Aim of the task |
Transcribe word for word the part of the records that opens with the line containing "cub head in" and closes with the last line of the records.

◆ ◆ ◆ ◆ ◆ ◆ ◆

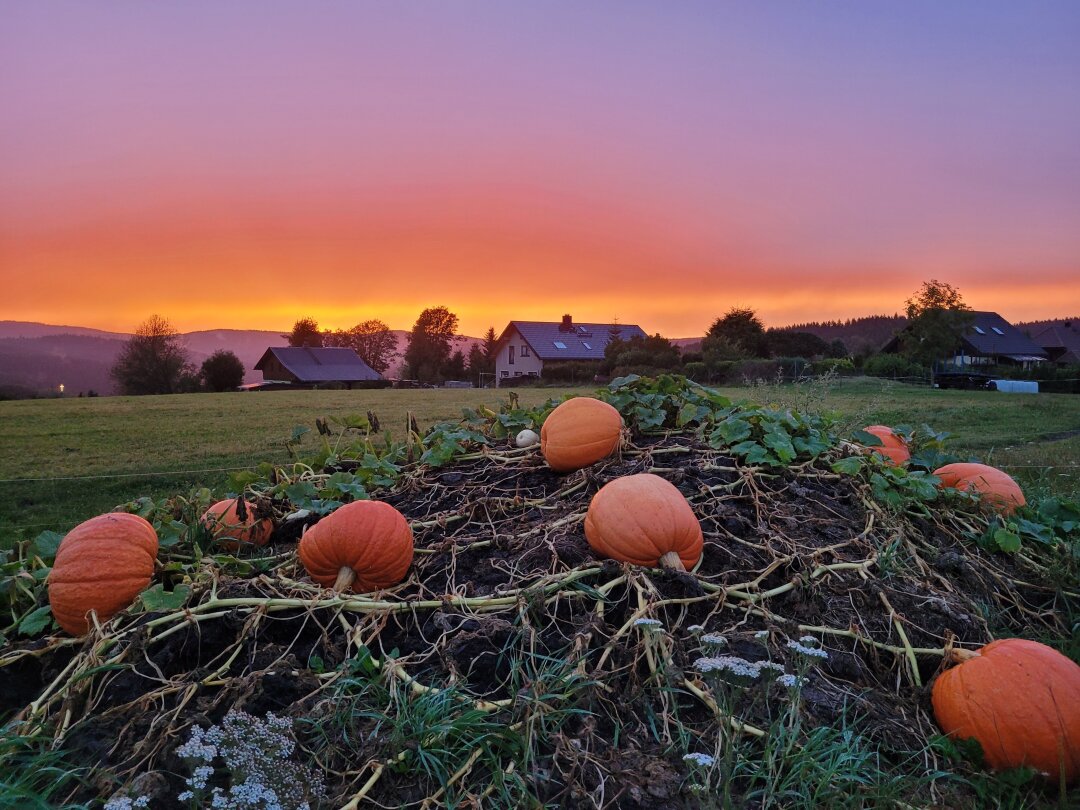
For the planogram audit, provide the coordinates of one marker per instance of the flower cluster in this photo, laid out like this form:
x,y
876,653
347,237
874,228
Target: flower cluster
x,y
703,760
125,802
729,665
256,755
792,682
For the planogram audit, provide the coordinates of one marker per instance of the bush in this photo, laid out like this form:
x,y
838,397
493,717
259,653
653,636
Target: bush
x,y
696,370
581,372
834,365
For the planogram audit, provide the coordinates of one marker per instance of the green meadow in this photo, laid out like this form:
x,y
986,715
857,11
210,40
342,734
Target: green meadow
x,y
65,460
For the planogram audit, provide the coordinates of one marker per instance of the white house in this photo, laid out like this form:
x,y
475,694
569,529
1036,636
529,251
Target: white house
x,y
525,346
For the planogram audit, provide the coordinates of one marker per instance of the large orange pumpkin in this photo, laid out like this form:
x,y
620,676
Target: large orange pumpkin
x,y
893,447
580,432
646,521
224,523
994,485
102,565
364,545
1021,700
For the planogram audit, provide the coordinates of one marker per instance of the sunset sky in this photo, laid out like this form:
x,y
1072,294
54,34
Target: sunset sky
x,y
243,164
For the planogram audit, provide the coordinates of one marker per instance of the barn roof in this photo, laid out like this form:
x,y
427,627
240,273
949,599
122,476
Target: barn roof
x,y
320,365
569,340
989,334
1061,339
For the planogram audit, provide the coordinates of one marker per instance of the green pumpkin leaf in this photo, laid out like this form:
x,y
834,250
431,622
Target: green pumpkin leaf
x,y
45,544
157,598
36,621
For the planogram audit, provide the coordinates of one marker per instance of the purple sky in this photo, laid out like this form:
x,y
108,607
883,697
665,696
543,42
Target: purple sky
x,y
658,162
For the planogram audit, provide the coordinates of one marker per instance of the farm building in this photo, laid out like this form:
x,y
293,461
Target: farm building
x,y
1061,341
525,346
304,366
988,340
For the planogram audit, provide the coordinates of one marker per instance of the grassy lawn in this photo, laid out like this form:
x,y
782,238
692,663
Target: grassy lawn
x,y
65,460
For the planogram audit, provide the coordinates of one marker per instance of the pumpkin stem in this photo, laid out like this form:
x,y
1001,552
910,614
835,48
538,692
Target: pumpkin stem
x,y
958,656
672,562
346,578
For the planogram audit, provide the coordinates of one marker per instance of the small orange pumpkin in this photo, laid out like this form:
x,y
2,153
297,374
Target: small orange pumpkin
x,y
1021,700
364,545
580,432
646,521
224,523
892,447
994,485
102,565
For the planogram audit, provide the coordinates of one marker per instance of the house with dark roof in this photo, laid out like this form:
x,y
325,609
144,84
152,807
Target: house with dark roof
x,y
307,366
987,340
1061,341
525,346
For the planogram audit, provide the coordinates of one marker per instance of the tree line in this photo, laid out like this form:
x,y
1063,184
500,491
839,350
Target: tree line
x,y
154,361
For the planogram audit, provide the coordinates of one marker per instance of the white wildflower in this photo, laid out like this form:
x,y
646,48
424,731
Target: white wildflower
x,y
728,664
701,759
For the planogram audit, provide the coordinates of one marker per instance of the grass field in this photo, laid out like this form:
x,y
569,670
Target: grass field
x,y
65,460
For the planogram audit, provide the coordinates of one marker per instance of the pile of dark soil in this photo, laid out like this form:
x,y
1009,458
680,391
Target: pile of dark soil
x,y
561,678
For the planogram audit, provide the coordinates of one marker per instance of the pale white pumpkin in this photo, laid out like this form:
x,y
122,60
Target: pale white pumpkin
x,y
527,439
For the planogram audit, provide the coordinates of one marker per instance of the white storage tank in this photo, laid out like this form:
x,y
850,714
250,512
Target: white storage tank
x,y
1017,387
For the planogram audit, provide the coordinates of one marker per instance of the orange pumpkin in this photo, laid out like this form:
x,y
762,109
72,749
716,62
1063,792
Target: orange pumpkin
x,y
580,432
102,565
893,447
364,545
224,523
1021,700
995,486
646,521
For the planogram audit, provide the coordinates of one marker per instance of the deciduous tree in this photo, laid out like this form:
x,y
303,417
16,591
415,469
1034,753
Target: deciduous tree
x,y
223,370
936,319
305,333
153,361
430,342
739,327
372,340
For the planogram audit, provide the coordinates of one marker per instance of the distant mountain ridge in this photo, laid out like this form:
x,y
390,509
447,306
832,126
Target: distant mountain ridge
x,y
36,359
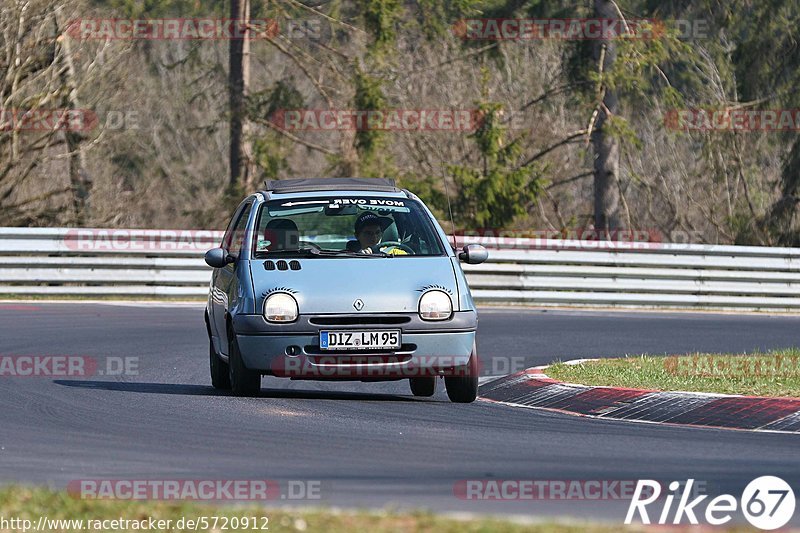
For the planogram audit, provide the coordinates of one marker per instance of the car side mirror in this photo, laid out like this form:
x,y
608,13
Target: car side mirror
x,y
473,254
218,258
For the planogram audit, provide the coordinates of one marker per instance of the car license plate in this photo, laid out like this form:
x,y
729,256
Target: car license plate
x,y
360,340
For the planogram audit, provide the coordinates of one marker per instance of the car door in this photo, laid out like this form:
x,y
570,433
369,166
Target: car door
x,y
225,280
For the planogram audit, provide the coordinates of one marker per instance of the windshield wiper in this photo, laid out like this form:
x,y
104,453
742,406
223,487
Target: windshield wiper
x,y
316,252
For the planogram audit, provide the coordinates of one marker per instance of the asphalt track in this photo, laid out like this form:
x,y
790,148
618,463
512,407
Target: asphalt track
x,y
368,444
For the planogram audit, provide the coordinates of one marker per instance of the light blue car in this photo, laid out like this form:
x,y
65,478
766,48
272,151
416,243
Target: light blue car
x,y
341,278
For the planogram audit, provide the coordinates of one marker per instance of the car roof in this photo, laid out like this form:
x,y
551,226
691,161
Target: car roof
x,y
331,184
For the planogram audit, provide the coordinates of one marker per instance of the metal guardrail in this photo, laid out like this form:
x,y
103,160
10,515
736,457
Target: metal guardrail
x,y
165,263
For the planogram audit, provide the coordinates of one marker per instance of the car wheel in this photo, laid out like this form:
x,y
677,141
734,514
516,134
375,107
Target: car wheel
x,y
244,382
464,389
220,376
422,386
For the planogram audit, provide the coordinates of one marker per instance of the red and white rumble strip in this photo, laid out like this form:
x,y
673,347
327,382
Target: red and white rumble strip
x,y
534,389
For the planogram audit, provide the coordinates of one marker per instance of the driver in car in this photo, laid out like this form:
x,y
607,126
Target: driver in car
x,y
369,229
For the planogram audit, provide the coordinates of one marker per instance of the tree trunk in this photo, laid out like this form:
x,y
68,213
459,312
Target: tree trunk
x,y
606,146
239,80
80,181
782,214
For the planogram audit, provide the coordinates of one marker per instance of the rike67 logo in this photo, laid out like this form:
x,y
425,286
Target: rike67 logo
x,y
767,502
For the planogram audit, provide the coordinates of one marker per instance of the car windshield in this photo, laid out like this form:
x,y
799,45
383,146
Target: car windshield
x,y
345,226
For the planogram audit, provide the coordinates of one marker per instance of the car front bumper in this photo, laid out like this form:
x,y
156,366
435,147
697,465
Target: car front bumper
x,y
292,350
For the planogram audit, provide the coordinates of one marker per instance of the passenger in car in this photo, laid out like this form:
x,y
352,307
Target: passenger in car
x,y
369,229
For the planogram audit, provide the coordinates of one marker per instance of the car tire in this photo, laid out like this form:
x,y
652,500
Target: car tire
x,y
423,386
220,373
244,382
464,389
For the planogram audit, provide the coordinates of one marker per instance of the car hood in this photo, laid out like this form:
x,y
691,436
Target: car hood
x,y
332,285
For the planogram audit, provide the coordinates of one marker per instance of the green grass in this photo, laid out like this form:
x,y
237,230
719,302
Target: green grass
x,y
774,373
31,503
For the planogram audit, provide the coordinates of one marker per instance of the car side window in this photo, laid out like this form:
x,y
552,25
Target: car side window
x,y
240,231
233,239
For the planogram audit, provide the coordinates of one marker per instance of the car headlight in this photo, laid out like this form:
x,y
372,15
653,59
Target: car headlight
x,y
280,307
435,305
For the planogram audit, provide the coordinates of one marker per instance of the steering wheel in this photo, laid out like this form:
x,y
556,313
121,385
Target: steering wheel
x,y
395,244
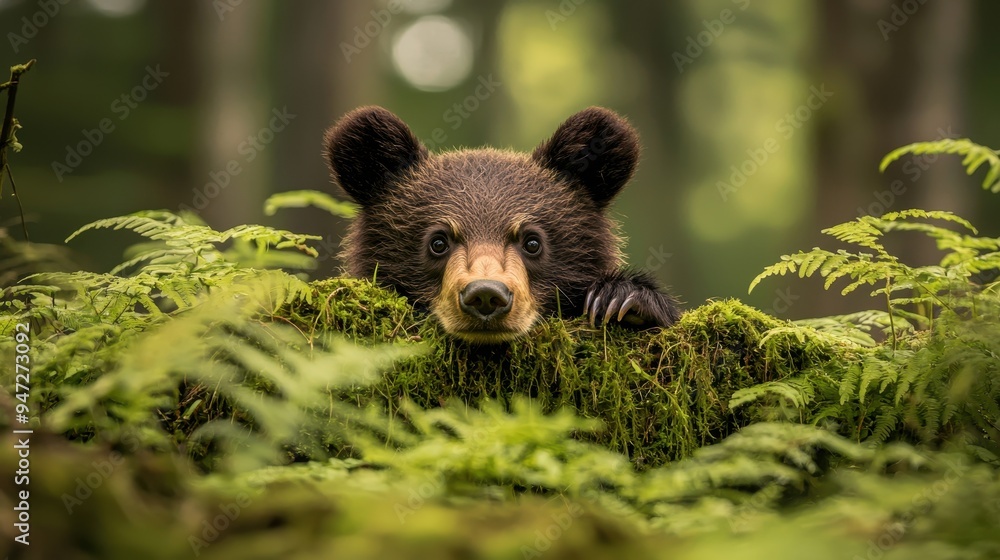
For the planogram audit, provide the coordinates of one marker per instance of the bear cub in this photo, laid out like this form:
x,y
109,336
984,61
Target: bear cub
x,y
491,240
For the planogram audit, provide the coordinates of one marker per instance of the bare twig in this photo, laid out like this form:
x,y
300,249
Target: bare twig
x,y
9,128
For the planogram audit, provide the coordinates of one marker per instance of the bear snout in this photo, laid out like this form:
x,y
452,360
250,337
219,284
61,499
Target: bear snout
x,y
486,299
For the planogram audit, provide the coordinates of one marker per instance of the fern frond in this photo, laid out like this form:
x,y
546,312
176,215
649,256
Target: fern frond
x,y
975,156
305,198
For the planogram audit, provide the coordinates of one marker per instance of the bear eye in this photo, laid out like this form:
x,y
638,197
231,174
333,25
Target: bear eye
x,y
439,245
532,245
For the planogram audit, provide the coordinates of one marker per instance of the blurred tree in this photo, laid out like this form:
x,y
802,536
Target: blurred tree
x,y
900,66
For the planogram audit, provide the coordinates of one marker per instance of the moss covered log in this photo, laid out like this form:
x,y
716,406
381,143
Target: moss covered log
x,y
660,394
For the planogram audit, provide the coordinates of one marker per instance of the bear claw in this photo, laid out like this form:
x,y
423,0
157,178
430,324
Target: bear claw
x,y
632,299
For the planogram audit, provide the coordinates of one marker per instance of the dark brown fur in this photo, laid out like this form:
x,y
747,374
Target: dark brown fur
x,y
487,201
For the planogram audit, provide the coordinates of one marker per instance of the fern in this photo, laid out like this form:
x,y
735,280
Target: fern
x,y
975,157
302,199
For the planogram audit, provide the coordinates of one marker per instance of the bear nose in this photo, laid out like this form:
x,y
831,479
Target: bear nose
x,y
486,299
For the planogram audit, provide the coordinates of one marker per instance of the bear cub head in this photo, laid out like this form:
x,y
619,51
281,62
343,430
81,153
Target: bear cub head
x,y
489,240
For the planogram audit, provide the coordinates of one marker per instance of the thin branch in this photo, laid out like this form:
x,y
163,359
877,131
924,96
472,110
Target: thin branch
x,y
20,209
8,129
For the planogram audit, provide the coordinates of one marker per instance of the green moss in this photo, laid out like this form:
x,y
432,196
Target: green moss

◆ ◆ ◆ ◆ ◆ ◆ ◆

Solution to the problem |
For the planogram audit, provide the coordinates of one marker per instance of the bear cub head in this photo, laid out like this form:
x,y
619,51
281,62
343,430
81,153
Target: bear cub head
x,y
489,240
For the planogram audit, provide the coordinates of one marker per instance of the thin branch in this photo, laid out like this form:
x,y
163,359
877,131
924,96
472,110
Target: thin branch
x,y
20,209
8,129
For the planogram audit, provide the coordinates of one marker per instance of the green moss in this photo, laid out like this form:
x,y
432,196
Target: green moss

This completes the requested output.